__Ziel A__. Nenne alle Ausdrücke, die im folgenden Auszug über die Konfliktlinie zwischen Kosmopoliten und Kommunitaristen in Anführungszeichen (» «) stehen.

__Textauszug__.
Die unterstellte kulturelle Konfliktlinie zwischen Kosmopoliten und Kommunitaristen wird durch Meinungsumfragen bestätigt. Ihre Erklärungsschwäche liegt jedoch in einer unzureichenden Reflexion der kosmopolitischen, diversitätsbejahenden Seite des Gegensatzes. Wer die sozialpsychologischen Aspekte der Verteidigung traditioneller Lebensweisen und nationalstaatlicher Grenzen durchleuchtet, sollte dasselbe auch für die Gegenseite tun. Hier darf vermutet werden, dass das Eintreten für die Rechte von Frauen, kulturellen und sexuellen Minderheiten nicht nur zum Wohl der benachteiligten Gruppen erfolgt. Das Bekenntnis zu einem kulturellen, differenzbejahenden Liberalismus und seinen Werten ist längst zu einer der wichtigsten Markierungen für die Zugehörigkeit zur neuen, durch Bildung geprägten Mittelschicht und ihrem Lebensstil geworden. Insofern steht die moralisierte Debatte um Minderheiten, Grenzen und Zuwanderung für eine kulturelle Konfliktlinie, hinter der sich Status- und Verteilungskonflikte verbergen. Die gesellschaftlichen Positionen dieser akademischen Mittelschicht beruhen vor allem auf ihrem kulturellen Kapital. Deshalb ist sie mehr als die alte, durch Eigentum oder institutionalisierte Hierarchien definierte Mittelschicht auf ständige Selbstvergewisserung durch die symbolische Abgrenzung von Anderen angewiesen. Die Moralisierung der Debatten um Minderheiten und die Fixierung auf eine politisch korrekte Sprache dienen dabei auch der Selbstaufwertung durch Entwertung der »Abgehängten«, der »bornierten Provinzler« und »konservativen Kleinbürger«. Die Konfliktlinie zwischen kosmopolitischen und gemeinschaftsbezogenen Milieus muss deshalb als »Kulturalisierung von Ungleichheit« (Andreas Reckwitz) verstanden werden. Der kulturelle Liberalismus, der sich in den 60er und 70er Jahren noch primär gegen traditionell legitimierte Autoritäten und Hierarchien wandte, richtet sich heute nach »unten« und ist damit selbst zu einer Legitimationsquelle sozialer Ungleichheit geworden. Darin liegt ein Hauptgrund der Schwierigkeiten linker Parteien, das jahrzehntelang erfolgreiche Bündnis zwischen kulturellen und sozialen Linken aufrecht zu erhalten. Solange große Teile der Bevölkerung ihre Lebensweise durch die in linken Parteien tonangebend gewordene akademische Mittelschicht abgewertet sehen, werden sie durch einzelne sozialpolitische Forderungen kaum als Wähler/innen zurückzugewinnen sein.

__Gegebene Daten__.

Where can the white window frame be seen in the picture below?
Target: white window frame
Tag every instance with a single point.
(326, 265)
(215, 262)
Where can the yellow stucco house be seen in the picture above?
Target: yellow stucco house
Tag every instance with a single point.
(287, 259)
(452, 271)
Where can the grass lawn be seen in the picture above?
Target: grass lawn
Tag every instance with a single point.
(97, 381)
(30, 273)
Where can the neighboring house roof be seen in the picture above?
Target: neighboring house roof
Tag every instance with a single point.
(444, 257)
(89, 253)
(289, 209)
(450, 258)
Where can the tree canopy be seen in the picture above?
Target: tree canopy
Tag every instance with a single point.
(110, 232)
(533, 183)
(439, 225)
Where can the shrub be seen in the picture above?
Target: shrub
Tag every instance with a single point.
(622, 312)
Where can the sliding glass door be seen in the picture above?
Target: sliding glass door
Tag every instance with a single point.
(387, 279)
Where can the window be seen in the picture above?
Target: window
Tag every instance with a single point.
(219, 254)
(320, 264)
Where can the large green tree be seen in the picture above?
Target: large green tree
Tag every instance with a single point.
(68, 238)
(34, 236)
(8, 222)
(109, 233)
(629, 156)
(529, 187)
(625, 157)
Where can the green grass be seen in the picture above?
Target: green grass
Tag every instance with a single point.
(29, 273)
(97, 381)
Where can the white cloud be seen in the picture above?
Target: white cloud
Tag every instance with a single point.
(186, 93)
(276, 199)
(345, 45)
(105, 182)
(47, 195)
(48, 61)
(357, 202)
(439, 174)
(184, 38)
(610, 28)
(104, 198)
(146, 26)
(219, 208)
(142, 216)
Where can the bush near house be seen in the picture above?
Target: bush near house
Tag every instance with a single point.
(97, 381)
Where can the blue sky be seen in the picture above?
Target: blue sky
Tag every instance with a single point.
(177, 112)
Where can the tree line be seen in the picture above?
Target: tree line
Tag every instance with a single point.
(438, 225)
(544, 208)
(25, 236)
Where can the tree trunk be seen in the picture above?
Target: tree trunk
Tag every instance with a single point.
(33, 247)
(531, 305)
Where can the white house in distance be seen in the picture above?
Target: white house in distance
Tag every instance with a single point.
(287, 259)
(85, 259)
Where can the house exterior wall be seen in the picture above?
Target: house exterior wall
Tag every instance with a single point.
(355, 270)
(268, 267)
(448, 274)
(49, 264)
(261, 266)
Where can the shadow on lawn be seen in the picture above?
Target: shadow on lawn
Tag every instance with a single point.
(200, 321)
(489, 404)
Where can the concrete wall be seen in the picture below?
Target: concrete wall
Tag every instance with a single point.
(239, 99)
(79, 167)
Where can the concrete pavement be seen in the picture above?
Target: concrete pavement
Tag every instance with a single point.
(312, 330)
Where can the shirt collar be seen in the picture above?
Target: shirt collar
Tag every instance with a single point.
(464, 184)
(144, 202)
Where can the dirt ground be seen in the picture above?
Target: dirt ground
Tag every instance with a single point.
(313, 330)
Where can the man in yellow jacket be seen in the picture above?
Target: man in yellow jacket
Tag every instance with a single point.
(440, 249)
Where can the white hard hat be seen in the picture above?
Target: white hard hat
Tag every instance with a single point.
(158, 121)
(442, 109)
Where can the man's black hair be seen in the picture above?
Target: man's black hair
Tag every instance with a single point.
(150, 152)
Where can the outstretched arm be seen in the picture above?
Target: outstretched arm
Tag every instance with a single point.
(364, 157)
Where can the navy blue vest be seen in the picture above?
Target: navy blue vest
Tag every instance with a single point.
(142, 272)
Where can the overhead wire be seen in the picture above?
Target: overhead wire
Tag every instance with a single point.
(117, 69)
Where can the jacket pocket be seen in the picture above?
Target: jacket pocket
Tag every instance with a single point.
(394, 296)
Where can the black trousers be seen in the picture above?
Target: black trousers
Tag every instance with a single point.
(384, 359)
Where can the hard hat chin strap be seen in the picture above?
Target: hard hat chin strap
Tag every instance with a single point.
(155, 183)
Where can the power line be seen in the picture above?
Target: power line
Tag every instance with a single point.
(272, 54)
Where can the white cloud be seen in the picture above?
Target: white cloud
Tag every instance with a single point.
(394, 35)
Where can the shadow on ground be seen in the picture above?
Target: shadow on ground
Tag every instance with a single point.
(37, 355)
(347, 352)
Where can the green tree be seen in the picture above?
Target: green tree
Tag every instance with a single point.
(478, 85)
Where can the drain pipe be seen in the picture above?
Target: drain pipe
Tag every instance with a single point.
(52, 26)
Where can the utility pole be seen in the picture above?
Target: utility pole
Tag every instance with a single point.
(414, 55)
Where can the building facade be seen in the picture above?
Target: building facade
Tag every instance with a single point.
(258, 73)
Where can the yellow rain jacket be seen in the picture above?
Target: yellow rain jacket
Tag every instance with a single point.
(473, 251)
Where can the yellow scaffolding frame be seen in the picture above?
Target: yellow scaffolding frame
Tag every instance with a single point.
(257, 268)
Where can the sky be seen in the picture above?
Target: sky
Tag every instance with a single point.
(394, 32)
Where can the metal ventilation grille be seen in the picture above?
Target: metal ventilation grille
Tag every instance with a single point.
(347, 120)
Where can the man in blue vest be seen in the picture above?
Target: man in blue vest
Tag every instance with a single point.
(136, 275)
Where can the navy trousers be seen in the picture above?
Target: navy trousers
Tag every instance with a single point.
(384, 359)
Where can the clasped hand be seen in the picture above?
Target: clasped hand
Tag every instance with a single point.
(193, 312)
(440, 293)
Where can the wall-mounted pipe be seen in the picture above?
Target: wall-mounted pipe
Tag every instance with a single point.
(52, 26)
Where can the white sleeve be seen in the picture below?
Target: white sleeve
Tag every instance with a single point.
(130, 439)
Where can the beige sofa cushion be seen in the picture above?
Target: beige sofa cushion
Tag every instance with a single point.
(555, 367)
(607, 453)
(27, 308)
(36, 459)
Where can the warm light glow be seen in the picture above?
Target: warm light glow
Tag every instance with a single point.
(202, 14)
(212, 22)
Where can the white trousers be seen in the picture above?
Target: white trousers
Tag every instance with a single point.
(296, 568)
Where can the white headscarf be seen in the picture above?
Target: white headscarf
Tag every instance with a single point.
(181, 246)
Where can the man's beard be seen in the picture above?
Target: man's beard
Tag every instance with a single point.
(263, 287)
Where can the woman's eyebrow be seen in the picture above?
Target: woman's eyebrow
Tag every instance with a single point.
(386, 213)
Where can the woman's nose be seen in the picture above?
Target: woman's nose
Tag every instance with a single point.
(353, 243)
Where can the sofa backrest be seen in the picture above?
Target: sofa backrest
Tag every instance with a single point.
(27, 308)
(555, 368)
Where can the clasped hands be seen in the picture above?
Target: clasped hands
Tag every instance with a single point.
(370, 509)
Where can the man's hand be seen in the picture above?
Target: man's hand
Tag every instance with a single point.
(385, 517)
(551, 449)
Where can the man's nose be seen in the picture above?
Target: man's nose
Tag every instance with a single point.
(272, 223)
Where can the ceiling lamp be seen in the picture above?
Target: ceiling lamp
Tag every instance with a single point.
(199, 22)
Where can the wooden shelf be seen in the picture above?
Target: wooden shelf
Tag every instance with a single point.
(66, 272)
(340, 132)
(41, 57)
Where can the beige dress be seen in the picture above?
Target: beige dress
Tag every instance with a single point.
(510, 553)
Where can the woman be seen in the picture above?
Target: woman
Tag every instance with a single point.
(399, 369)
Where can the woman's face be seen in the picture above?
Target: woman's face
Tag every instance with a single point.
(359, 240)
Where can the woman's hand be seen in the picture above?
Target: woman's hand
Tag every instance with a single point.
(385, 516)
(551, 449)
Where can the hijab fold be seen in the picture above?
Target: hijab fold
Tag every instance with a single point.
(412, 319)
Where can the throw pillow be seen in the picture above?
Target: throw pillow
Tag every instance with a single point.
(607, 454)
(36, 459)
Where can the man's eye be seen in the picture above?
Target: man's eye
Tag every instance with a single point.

__Ziel B__. Gib jede Zeile der obigen Datensätze wieder, in der die Zeichenfolge „sliding“ vorkommt.

__Antwort A__. »Abgehängten«, »bornierten Provinzler«, »konservativen Kleinbürger«, »Kulturalisierung von Ungleichheit«, »unten«

__Antwort B__.
Where can the sliding glass door be seen in the picture above?
Target: sliding glass door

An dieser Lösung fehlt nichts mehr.